> **Directions for this task**: The following data needs to be repeated exactly, with all images excluded.

┄┄┄┄┄┄┄┄┄┄┄┄┄┄┄┄┄┄┄┄

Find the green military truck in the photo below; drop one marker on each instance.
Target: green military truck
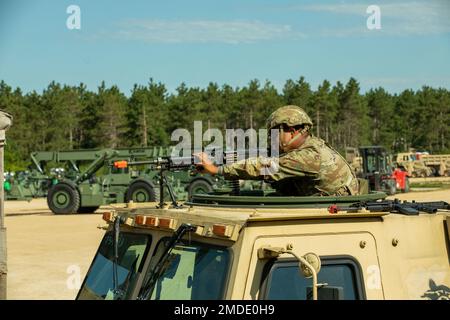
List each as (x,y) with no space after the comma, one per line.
(103,183)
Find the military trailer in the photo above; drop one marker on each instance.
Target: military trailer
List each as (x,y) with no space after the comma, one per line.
(101,183)
(218,246)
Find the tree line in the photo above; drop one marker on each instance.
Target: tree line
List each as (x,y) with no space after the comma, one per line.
(65,117)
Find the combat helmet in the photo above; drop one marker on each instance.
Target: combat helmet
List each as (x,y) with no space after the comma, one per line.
(290,115)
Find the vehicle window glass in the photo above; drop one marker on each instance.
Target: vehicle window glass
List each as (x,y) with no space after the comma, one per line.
(286,283)
(195,271)
(99,280)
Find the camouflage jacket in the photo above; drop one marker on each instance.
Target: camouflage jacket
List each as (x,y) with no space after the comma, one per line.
(313,169)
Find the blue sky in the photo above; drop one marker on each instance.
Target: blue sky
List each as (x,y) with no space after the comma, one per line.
(199,41)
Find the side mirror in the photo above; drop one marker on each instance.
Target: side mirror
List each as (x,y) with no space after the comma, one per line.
(314,261)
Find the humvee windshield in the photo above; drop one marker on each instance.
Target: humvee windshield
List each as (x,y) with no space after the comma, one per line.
(99,282)
(195,271)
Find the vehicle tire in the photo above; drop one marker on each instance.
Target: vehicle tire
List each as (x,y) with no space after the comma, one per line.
(406,185)
(199,186)
(63,198)
(87,209)
(141,191)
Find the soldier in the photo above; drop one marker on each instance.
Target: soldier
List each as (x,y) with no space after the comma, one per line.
(307,165)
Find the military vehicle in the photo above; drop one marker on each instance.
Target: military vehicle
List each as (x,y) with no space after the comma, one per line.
(254,245)
(91,189)
(376,168)
(415,168)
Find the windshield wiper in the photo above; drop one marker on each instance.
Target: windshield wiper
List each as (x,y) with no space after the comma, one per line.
(116,234)
(160,267)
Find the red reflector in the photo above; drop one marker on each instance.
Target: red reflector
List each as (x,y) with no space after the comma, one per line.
(166,223)
(333,209)
(139,220)
(222,230)
(107,216)
(151,221)
(120,164)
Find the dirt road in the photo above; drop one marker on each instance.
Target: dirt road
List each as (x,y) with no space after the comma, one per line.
(48,253)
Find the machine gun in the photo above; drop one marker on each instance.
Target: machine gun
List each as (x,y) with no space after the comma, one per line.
(162,164)
(395,206)
(167,163)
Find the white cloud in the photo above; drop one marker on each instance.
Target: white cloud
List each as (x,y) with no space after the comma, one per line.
(203,31)
(397,18)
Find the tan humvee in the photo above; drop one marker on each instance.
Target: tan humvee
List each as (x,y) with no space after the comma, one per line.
(276,248)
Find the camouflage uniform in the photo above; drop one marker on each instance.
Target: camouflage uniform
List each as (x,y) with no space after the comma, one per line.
(312,169)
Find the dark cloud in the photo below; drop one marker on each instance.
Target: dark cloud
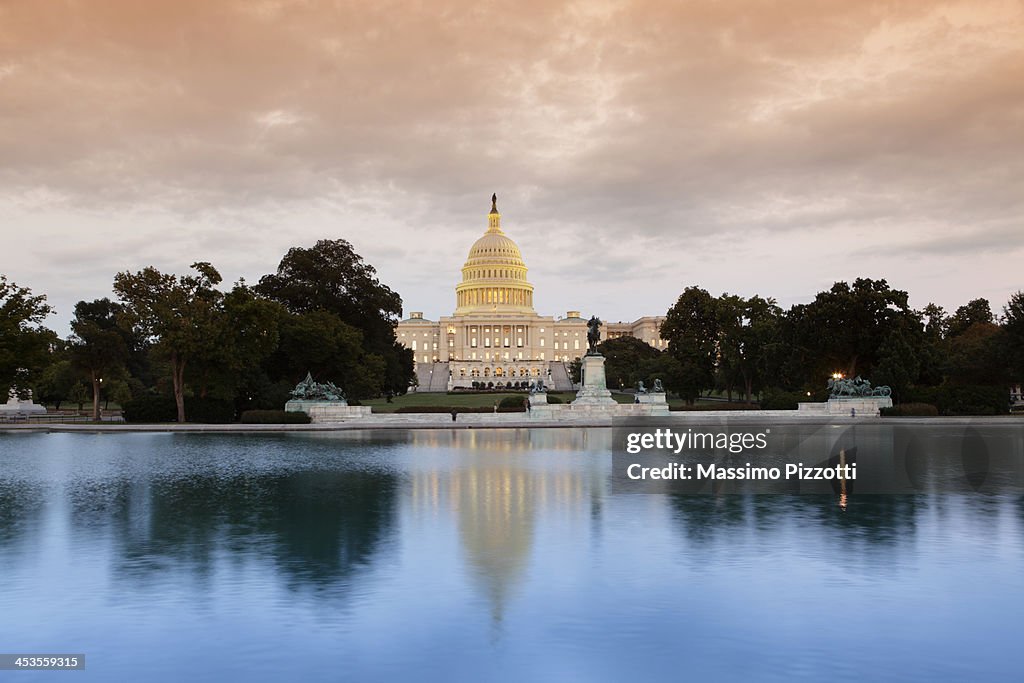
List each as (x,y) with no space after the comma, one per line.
(637,146)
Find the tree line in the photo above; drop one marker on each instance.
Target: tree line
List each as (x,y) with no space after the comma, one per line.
(324,310)
(751,347)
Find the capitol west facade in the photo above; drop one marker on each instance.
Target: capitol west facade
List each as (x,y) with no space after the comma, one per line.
(495,336)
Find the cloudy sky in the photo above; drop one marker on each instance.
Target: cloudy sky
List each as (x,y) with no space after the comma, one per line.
(636,147)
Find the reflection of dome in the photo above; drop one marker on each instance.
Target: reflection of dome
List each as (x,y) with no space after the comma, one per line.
(496,522)
(494,278)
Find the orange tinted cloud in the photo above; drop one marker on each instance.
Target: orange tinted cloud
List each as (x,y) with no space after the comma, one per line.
(664,126)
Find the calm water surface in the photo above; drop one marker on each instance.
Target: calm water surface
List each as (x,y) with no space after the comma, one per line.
(487,555)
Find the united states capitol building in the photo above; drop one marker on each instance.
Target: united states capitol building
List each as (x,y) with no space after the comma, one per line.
(495,336)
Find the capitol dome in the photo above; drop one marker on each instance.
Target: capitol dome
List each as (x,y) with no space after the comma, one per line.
(494,278)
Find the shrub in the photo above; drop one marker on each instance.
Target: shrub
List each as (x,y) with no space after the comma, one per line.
(962,399)
(211,411)
(459,409)
(782,400)
(908,410)
(274,418)
(151,408)
(718,407)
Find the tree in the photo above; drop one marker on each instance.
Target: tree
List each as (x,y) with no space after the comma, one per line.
(98,345)
(178,315)
(25,343)
(977,310)
(899,365)
(748,327)
(1013,315)
(249,334)
(977,355)
(844,328)
(625,359)
(692,328)
(332,278)
(56,381)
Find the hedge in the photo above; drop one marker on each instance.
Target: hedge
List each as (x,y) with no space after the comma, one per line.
(163,409)
(274,418)
(910,410)
(150,408)
(460,409)
(953,399)
(718,407)
(782,400)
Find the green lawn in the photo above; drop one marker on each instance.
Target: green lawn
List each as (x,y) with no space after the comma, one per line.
(446,399)
(469,399)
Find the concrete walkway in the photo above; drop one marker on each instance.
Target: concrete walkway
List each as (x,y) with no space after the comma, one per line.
(504,421)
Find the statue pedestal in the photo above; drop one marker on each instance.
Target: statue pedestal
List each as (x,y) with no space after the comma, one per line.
(15,406)
(328,411)
(595,387)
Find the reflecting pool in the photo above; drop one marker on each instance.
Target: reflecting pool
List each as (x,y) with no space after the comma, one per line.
(480,555)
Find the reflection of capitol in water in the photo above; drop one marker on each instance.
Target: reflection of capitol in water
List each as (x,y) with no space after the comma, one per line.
(496,485)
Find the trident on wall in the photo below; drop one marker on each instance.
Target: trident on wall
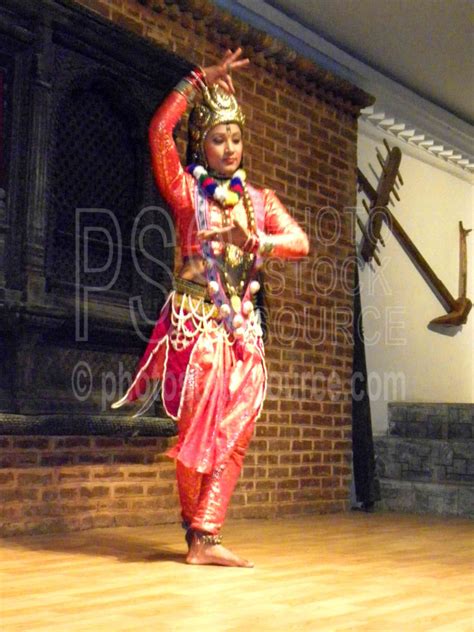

┄┄┄┄┄┄┄┄┄┄┄┄┄┄┄┄┄┄┄┄

> **Solution for this problem**:
Find the green military truck in the photo below; drop one marker on each instance.
Target: green military truck
List each as (x,y) with no space after the comma, one per line.
(103,183)
Find the military trailer in the photo above; drop one marker on each instance.
Target: military trailer
List each as (x,y) with no space after the comma, one per line.
(101,183)
(218,246)
Find the tree line in the photo above; drop one marker on each instance.
Target: tree line
List each as (x,y) with no space after the comma, one per line.
(65,117)
Find the combat helmet in the photo above; drop one marker on each instance.
Target: combat helmet
List each as (x,y) with no space after the comma, one per line.
(290,115)
Find the vehicle window glass in the photo above; drop one marker on each instance.
Target: vehicle window glass
List each as (x,y) with no space after the comma, one per line.
(286,283)
(195,271)
(99,280)
Find the camouflage jacket in the photo above; drop one marker on each instance.
Target: camouflage jacket
List each as (x,y) with no space after the comma, one per line.
(313,169)
Find the blue sky in the photo above; drop one marker on each instance.
Target: blue sky
List each as (x,y) with no space after the comma, one per line.
(199,41)
Find the side mirror in the photo above; drop one marker on each instance.
Target: side mirror
List each as (x,y) with no space after the comma, one per line.
(314,261)
Find the humvee windshield in the photo above; drop one marker on each instance.
Target: humvee windshield
List each as (x,y) with no space after the comma, one per line.
(99,282)
(195,271)
Find the vehicle tire in the photo above; drop one marker on each instance.
Target: vehicle tire
List each as (x,y) with no space after the comma, one per line.
(406,185)
(199,186)
(63,198)
(87,209)
(141,191)
Find the soldier in the photo above; drop one marker on each instance.
Target: soldier
List each as (x,y) with no space after the comma, one per line.
(307,165)
Find the military vehicle in the photo above; drop one marker on each instance.
Target: military vehicle
List each as (x,y) with no space after the comma, one per line.
(254,245)
(91,189)
(376,168)
(415,168)
Find the windshield wiper in the photo above; drop one marker on each instance.
Target: windshield wiper
List each as (x,y) with no space after the comma, one per line.
(116,234)
(160,267)
Find the red reflector in the photo above; drop one marker on each instance.
Target: red reflector
List each as (x,y) with no space after the comma, one per line.
(166,223)
(333,209)
(139,220)
(222,230)
(107,216)
(151,221)
(120,164)
Find the dirt road in the photo above; drop one marker on each instance.
Target: dirt road
List each as (x,y) with no space after the comma, one per line.
(48,253)
Find the machine gun in the photo above; drop one marker on each instance.
Target: machine gun
List each as (x,y) with no space after the comma, one per line.
(162,164)
(395,206)
(167,163)
Find the white cloud in the photo above; drop one marker on each instance.
Target: white cloud
List each as (x,y) with no space after the comma, one per line.
(203,31)
(397,18)
Find the tan humvee in the photo above; drop one marker on each instance.
Target: tan humvee
List each as (x,y) with no space after the comma, one per line.
(276,248)
Find the camouflage uniform in the photo above; drop one marker on each instance.
Target: camouflage uniform
List each as (x,y) with no space after the comma, one per line.
(312,169)
Find the dark cloud in the photo below; drop one marker on each instance.
Target: dark cloud
List each as (x,y) with no space after the comma, one per line.
(637,146)
Find the tree line in the photo above; drop one marker on each instance.
Target: tree line
List each as (x,y) with no space after the comma, one per line.
(324,310)
(751,347)
Find the capitol west facade in the photo above; drop one marker on each instance.
Target: capitol west facade
List each as (x,y) with no space after the comma, one per line.
(495,336)
Find the cloudy sky in the photo above; drop one marker on each instance.
Target: cloudy sky
List each as (x,y) with no space after the comma, one per line.
(636,147)
Find the reflection of dome in the photo above; drop one marker on each instance.
Target: reflection of dome
List each as (x,y) with no space after the comma, one per line.
(496,522)
(494,278)
Find the orange tinted cloud in the photo above; drop one marker on each instance.
Target: orange tinted cloud
List each as (x,y) with no space after the comma, one per line.
(664,126)
Find the calm water surface in the photo above; drop one marker on each instance.
Target: calm water surface
List each as (x,y) with no space after the comma, one per line.
(487,555)
Find the united states capitol building in the photo above; drop one marker on each instance.
Target: united states capitol building
List each as (x,y) with no space after the comma, one per line.
(495,336)
Find the capitol dome in the photo above; drop one marker on each instance.
Target: capitol dome
List each as (x,y) with no space after the comma, one per line.
(494,278)
Find the shrub in the photo above; drop one marker on each instance.
Target: shrub
List each as (x,y) with no space after the comma, one per line.
(962,399)
(211,411)
(459,409)
(782,400)
(908,410)
(274,418)
(151,408)
(718,407)
Find the tree in the photo above; drop one marker on each instance.
Target: tree
List each as (x,y) with no space after the comma, one per line.
(98,345)
(178,315)
(25,343)
(977,310)
(899,365)
(748,327)
(1013,315)
(249,334)
(977,355)
(844,328)
(625,359)
(692,328)
(332,278)
(56,381)
Find the hedge in the photo above; drop one marker on each instance.
Target: hedge
List each as (x,y) with no space after the comma, one per line.
(163,409)
(274,418)
(910,410)
(150,408)
(460,409)
(953,399)
(718,407)
(782,400)
Find the green lawn in the photo above; drop one marker on each instance.
Target: green lawn
List each as (x,y) with no space after the comma, one per line.
(446,399)
(469,399)
Find the concrete walkway in the photo above; drop one marker on each instance.
Target: concrete walkway
List each as (x,y) with no space after the comma, one per line.
(504,421)
Find the statue pedestal in the photo above; drop one marker on each instance.
Target: statue pedestal
List each as (x,y) with no space after the comma, one per line.
(15,406)
(328,411)
(595,387)
Find the reflecting pool in the photo above; drop one marker on each instance.
Target: reflecting pool
List each as (x,y) with no space after the comma, one per line.
(480,555)
Find the reflection of capitol in water in the photo above; drop one marker on each instance.
Target: reflection of capitol in water
List each as (x,y) with no space after the comma, one per line.
(496,485)
Find the trident on wall in the photo below; drop one marker on each instance.
Target: trident on wall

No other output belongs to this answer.